“I numeri ci dicono che non stiamo ancora vedendo gli effetti delle misure di contenimento”. Lo ha detto Alessandro Vespignani, direttore del Network Science Institute della Northeastern University di Boston, a proposito dell’aumento esponenziale di casi registrato in Italia negli ultimi giorni. “Tutti – riporta l’Ansa – vorremmo vedere che i casi diminuiscono, ma bisogna aspettare ancora un po’ di tempo: le misure di contenimento non hanno mai un effetto immediato e i risultati si vedono nell’arco di settimane. In Cina ce ne sono volute due o tre. Bisogna avere pazienza” ha aggiunto Vespignani spiegando il mancato effetto – momentaneo – delle nuove restrizioni imposte dal governo.
Stando al parere degli esperti, dunque, l’evoluzione dell’epidemia avrebbe tempi lunghi, per i quali il contenimento dell’ultima di settimana potrebbe avere i suoi effetti a distanza di qualche settimana. Sta di fatto, che i casi di contagio da Covid-19 continuano ad aumentare ed in modo allarmante: solo nella giornata di ieri, 8 marzo, si sono registrati più di 1300 nuovi contagi, arrivando ad un numero totale di 6387 positivi al nuovo Coronavirus. Una crescita esponenziale che ha determinato un ulteriore irrigidimento delle misure governative, ufficializzato dalla firma del nuovo decreto del Presidente del Consiglio dell’8 marzo: dalla chiusura della Lombardia all’estensione della categoria di “zona rossa” a ben 14 province, fino allo stop a locali ad alta concentrazione di persone, come pub o discoteche.

Consegne –
- a) Riscrivi il brano sull'epidemia di Covid-19 da "Stando al parere" a "pub o discoteche.", sostituendo "discoteche" con "sale da ballo".
- b) Secondo il brano sull'epidemia di Covid-19, quanti erano in totale i positivi al nuovo Coronavirus l'8 marzo?
L'elenco è materiale separato dal brano.

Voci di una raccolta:
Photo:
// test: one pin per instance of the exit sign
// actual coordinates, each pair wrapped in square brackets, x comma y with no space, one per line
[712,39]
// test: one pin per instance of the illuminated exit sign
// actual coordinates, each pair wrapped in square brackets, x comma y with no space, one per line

Soluzioni –
- a)
Stando al parere degli esperti, dunque, l’evoluzione dell’epidemia avrebbe tempi lunghi, per i quali il contenimento dell’ultima di settimana potrebbe avere i suoi effetti a distanza di qualche settimana. Sta di fatto, che i casi di contagio da Covid-19 continuano ad aumentare ed in modo allarmante: solo nella giornata di ieri, 8 marzo, si sono registrati più di 1300 nuovi contagi, arrivando ad un numero totale di 6387 positivi al nuovo Coronavirus. Una crescita esponenziale che ha determinato un ulteriore irrigidimento delle misure governative, ufficializzato dalla firma del nuovo decreto del Presidente del Consiglio dell’8 marzo: dalla chiusura della Lombardia all’estensione della categoria di “zona rossa” a ben 14 province, fino allo stop a locali ad alta concentrazione di persone, come pub o sale da ballo.

- b) Erano 6387.